• [GIVEN EXERCISE]
Answer these questions from the Paper Planes post:
(a) In what engine did the writer start building the 2D prototype?
(b) What input setup is the game meant to be played with?
(c) What kind of objects should the player character be able to pick up and throw?

• [PAGE EXTRACT]
# # # # #

PAPER PLANES

I. VERY NEARLY FLAT

It was only about a month ago that I started fooling around with this prototype for a 2D idea in Unreal 4, but it’s summer 2017 and time has become weirdly elastic, a state of affairs not improved by the glaring red sun that’s loomed over the PNW behind the smoke of half a dozen burning forests for much of the season. It’s been an odd time to be trying to make progress on a self-motivated game project, especially with all the sundry financial and existential anxieties that stem from that inevitable gap between actual paid game development contracts. It’s a drifter’s life, I tells ya!

All the same, one must smoke the old stogies one can find, as it were, so I’ve waded in and started to build the thing out. The basic principles here are these:

  • A 2D game, whether built in actual 2D or not (more on that in a bit), meaning all game action takes place on a single plane, there is no movement “in” or “out” (regardless of how that’s actually implemented, again, more later).
  • Aimed to be played with a controller or equivalent; two rotary thumbstick axes and a bunch of buttons.
  • Featuring a player character who can jump between platforms (that’s the easy part)
  • and can pick up and throw objects, specifically boxes (this is not so easy)

# # # # #

• [DATASET ENTRIES]
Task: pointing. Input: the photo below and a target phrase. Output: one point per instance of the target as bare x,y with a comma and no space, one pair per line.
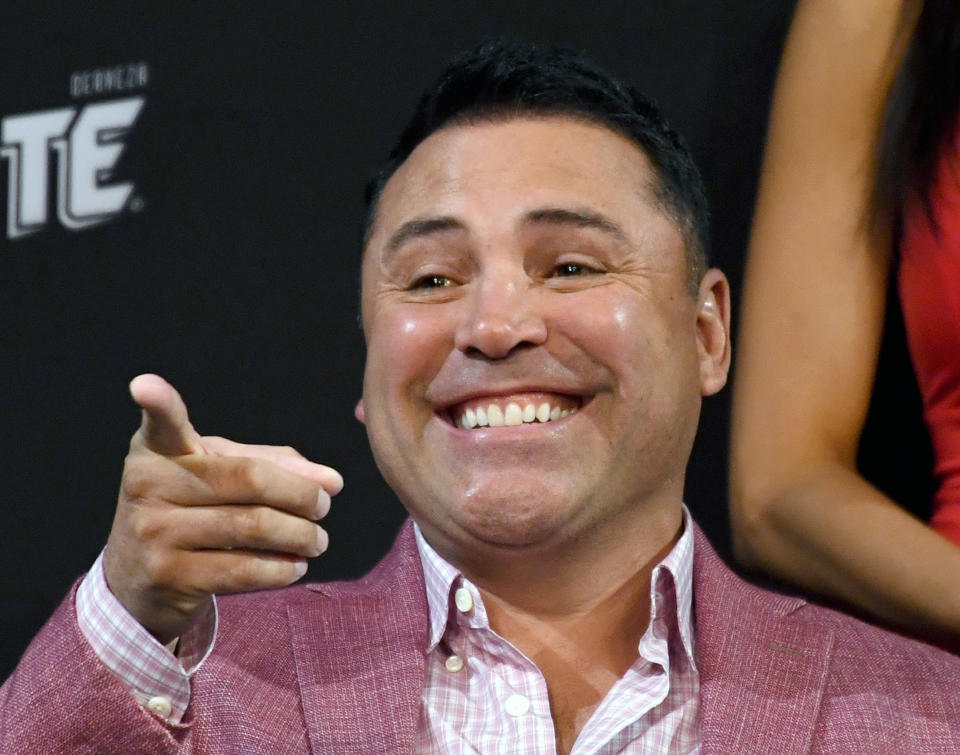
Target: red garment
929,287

# # # # #

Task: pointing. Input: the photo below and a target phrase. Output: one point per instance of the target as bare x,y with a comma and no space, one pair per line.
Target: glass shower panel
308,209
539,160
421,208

# # # # #

• [ANSWER FOR THIS EXERCISE]
(a) Unreal 4
(b) A controller or equivalent, with two rotary thumbstick axes and a bunch of buttons
(c) Boxes